-- AIM OF THE EXERCISE --
Scale the stretch of records from the line containing "Note to the class: find the woman's hand" through the end of the records, both ends included. Reproduce every line in that stretch, with each coordinate in the answers multiplied by 1.6 and rounded to a whole number (halves up).

Excerpt from a dataset:
● ● ●
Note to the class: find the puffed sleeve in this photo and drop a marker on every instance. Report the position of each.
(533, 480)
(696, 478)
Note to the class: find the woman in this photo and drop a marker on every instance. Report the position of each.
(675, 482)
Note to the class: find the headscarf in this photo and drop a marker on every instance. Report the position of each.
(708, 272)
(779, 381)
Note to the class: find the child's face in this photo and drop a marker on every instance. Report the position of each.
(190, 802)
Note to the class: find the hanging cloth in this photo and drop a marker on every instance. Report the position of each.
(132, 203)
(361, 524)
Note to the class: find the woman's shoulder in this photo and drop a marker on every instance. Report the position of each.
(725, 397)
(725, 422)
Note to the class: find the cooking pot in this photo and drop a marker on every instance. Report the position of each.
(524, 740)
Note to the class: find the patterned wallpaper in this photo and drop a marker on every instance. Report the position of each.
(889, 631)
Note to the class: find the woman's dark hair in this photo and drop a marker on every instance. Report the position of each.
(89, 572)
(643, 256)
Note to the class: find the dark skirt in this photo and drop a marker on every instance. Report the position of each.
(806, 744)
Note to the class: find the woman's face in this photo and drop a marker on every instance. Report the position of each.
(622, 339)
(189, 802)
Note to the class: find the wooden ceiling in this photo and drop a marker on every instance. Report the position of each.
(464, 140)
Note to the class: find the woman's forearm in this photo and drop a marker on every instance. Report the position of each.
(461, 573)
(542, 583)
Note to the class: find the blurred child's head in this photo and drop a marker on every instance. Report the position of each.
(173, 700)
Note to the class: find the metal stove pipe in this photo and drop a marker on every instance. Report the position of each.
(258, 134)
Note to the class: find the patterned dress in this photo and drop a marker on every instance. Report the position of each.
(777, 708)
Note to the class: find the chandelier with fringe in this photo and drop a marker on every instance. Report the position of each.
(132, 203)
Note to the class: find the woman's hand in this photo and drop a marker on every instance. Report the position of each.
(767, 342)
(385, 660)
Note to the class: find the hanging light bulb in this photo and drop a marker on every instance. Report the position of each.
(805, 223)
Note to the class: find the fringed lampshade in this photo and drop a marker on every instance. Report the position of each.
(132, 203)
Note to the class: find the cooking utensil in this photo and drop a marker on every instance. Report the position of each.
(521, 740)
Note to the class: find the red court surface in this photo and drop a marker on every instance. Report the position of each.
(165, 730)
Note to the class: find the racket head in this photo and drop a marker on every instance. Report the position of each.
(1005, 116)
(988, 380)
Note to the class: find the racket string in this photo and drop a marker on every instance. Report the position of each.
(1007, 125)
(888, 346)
● ● ●
-- WORKED ANSWER --
Note to the class: find the woman's hand in this photo and drop a marker on every instance. Report the position of each.
(1227, 547)
(616, 1056)
Note to the class: find the hanging light bulb in this photo and drop a marker on every instance. Report the position of each.
(1288, 357)
Note to the class: find the fringed lampshade in this photo and drop a marker on every instance. Report the position of each.
(211, 325)
Note to the class: find the cooking utensil in this photo and drop a marker on every instance. Report the position of each.
(834, 1184)
Note to the class: find the red court surface in this photo and drop a marker on every instance. Report the position of each.
(264, 1168)
Note to the class: find the racket head in this photo and drop a marker on every instance. Report the position of each.
(1608, 186)
(1581, 608)
Note to the class: find the racket string in this photo and drop a marker on every instance. Report the position of each.
(1611, 200)
(1421, 554)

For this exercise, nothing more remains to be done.